◆ Page text ◆
BEGIN
Will’s World: Entitled space invaders get farmer-style blasting

At the risk of making certain close family members fall about the place laughing, I’m going to confidently state that I’m a very patient man.
I know this because, not only do I live with numerous females – meaning I must wait an interminably long time for a shower most evenings – but I also work alongside those previously mentioned close family members every day.
See also: Business Clinic: How do we manage daughter’s farming ideas?
Living on a multi-generational farm is a wonderful privilege, but let’s face it, it also requires more than a degree of mental fortitude (hi Dad!).
Last week, on a beautiful sunny day, when everything was seemingly going swimmingly, I admit that my patience was severely tested.
Actually, to be truthful, it was worse than that. I ended up standing in the middle of a field, administering what can only be described as a “total bollocking” to two complete strangers.
It all started so well…
The day had started perfectly. I’d loaded up the fertiliser spreader with nitrogen and headed cheerfully off to a block of land that’s away from the farm, to get some winter wheat growing.
It’s a bit marginal up there, but as I drove back and forth over the first field, I was increasingly pleased with how it looked, especially compared with the disaster that was last year. I was daring to dream of a decent harvest.
END
◆ Listed entries ◆
BEGIN
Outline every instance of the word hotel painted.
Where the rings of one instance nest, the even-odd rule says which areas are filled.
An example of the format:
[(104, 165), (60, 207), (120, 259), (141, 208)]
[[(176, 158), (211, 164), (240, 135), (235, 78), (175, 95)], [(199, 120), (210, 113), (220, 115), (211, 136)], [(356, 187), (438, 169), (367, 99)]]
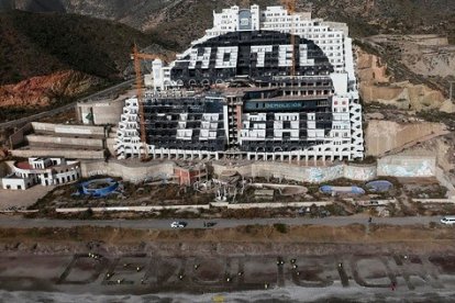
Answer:
[[(292, 38), (293, 35), (293, 38)], [(119, 158), (362, 159), (362, 106), (344, 23), (232, 7), (125, 101)], [(144, 113), (146, 146), (141, 142)]]

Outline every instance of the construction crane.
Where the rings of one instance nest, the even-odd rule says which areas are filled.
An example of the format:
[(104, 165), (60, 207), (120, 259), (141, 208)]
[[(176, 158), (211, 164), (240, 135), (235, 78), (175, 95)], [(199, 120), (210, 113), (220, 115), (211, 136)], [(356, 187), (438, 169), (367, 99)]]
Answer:
[(131, 58), (134, 60), (134, 71), (136, 74), (136, 92), (137, 92), (137, 105), (140, 109), (141, 142), (144, 146), (143, 154), (141, 154), (141, 160), (147, 161), (149, 158), (148, 158), (147, 136), (146, 136), (146, 130), (145, 130), (144, 89), (142, 85), (141, 61), (164, 59), (164, 58), (163, 56), (159, 56), (159, 55), (140, 53), (136, 44), (134, 44), (133, 46), (133, 53), (131, 54)]
[(296, 13), (296, 2), (297, 0), (281, 0), (281, 3), (288, 10), (291, 16), (291, 26), (290, 26), (290, 34), (291, 34), (291, 47), (292, 47), (292, 63), (290, 69), (290, 76), (296, 76), (296, 24), (293, 20), (293, 14)]

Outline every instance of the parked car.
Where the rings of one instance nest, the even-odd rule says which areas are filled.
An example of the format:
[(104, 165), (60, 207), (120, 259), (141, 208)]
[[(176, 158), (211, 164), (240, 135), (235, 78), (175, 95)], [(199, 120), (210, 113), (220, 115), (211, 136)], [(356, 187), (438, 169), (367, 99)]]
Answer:
[(185, 226), (187, 226), (187, 223), (184, 221), (174, 221), (170, 223), (170, 227), (173, 228), (184, 228)]
[(454, 225), (455, 224), (455, 215), (447, 215), (441, 218), (442, 224), (446, 225)]
[(203, 227), (213, 227), (217, 225), (217, 222), (204, 222)]

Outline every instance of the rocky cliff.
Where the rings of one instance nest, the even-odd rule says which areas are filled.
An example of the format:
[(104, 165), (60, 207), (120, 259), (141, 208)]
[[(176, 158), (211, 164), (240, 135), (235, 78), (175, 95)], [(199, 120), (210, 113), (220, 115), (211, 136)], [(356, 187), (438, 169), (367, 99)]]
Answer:
[(101, 82), (100, 78), (74, 70), (32, 77), (16, 85), (1, 86), (0, 108), (46, 106), (63, 98), (78, 96)]
[(442, 110), (454, 112), (455, 106), (440, 90), (410, 81), (396, 81), (377, 55), (356, 48), (359, 92), (366, 104), (378, 102), (401, 110)]

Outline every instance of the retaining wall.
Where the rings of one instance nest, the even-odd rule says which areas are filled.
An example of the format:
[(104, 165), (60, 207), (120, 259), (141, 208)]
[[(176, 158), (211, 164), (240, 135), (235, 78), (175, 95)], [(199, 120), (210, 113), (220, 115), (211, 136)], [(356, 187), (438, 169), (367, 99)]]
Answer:
[(111, 176), (119, 177), (125, 181), (138, 183), (144, 179), (164, 179), (174, 175), (175, 164), (171, 161), (152, 164), (144, 162), (138, 166), (126, 166), (122, 162), (84, 161), (81, 162), (82, 177)]
[(70, 134), (70, 135), (99, 135), (104, 136), (103, 126), (82, 126), (82, 125), (66, 125), (66, 124), (51, 124), (32, 122), (33, 130), (35, 132), (52, 132), (56, 134)]
[(26, 141), (29, 143), (38, 144), (54, 144), (66, 146), (86, 146), (91, 148), (103, 148), (103, 141), (96, 138), (75, 138), (75, 137), (56, 137), (56, 136), (37, 136), (27, 135)]
[(25, 124), (23, 127), (21, 127), (18, 132), (12, 134), (9, 138), (9, 145), (10, 148), (13, 149), (25, 141), (25, 135), (33, 132), (33, 127), (31, 123)]
[[(93, 212), (153, 212), (153, 211), (164, 211), (164, 210), (209, 210), (210, 204), (206, 205), (168, 205), (168, 206), (112, 206), (112, 207), (92, 207)], [(57, 213), (80, 213), (88, 211), (89, 207), (78, 207), (78, 209), (55, 209)]]
[(13, 149), (11, 154), (15, 157), (63, 157), (67, 159), (103, 159), (104, 150), (82, 150), (82, 149)]
[(378, 159), (378, 176), (390, 177), (434, 177), (434, 156), (387, 156)]
[(287, 180), (307, 181), (313, 183), (326, 182), (340, 178), (368, 181), (377, 177), (376, 165), (345, 165), (323, 167), (301, 167), (282, 162), (255, 162), (238, 166), (213, 164), (213, 172), (221, 175), (224, 170), (236, 170), (247, 177), (274, 177)]

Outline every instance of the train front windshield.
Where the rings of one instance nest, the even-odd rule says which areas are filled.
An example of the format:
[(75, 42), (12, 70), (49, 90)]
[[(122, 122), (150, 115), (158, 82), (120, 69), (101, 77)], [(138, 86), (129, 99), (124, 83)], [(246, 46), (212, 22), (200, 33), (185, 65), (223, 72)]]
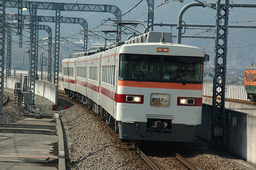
END
◆ Your objective ◆
What does the farming column say in the stretch from "Actually, to be" through "a decent harvest."? Set that passage down word for word.

◆ Expected answer ◆
Actually, to be truthful, it was worse than that. I ended up standing in the middle of a field, administering what can only be described as a “total bollocking” to two complete strangers.
It all started so well…
The day had started perfectly. I’d loaded up the fertiliser spreader with nitrogen and headed cheerfully off to a block of land that’s away from the farm, to get some winter wheat growing.
It’s a bit marginal up there, but as I drove back and forth over the first field, I was increasingly pleased with how it looked, especially compared with the disaster that was last year. I was daring to dream of a decent harvest.